(Collection entries)
<<<<

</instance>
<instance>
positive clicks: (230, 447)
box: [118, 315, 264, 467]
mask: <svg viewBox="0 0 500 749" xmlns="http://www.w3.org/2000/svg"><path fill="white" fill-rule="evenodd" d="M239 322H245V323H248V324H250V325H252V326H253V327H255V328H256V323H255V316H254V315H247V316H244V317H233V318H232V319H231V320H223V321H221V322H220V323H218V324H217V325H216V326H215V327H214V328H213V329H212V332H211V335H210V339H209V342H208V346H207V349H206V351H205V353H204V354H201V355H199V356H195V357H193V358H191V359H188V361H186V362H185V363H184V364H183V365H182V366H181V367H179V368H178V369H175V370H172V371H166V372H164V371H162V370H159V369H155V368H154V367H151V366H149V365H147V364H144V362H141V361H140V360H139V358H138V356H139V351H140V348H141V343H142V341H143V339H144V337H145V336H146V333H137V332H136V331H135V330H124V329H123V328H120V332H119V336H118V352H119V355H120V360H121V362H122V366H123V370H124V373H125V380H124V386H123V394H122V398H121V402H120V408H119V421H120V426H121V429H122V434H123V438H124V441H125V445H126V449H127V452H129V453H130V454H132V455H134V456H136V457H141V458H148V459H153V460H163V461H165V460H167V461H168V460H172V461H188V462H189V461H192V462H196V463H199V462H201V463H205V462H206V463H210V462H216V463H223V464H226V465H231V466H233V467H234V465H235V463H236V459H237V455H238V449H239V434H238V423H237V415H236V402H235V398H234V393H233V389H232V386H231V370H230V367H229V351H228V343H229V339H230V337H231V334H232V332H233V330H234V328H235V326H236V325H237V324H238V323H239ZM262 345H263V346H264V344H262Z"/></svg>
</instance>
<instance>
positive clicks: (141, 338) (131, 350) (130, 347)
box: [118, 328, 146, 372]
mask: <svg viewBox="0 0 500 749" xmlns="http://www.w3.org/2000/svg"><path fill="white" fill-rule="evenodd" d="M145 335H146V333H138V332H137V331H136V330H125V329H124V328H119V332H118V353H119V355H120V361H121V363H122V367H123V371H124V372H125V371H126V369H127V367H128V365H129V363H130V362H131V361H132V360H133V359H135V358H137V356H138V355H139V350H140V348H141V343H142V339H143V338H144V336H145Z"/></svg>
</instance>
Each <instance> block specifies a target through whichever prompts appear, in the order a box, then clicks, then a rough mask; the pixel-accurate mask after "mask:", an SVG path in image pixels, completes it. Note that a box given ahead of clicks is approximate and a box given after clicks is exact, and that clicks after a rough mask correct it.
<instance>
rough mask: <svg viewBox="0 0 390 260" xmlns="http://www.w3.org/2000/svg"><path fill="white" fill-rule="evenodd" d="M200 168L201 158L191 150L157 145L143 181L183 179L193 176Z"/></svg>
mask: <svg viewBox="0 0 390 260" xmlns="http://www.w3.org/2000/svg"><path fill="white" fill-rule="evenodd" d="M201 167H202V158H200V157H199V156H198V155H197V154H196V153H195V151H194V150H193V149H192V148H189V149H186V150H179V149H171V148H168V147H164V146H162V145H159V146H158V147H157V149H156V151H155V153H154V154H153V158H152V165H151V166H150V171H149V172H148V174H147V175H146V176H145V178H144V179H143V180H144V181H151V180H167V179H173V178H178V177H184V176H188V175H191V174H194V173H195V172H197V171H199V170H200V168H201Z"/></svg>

>>>>

_WHAT YOU SHOULD DO_
Go line by line through the data above and report each one that holds the string "positive".

_WRITTEN SOLUTION_
positive clicks: (230, 447)
positive clicks: (141, 338) (131, 350) (130, 347)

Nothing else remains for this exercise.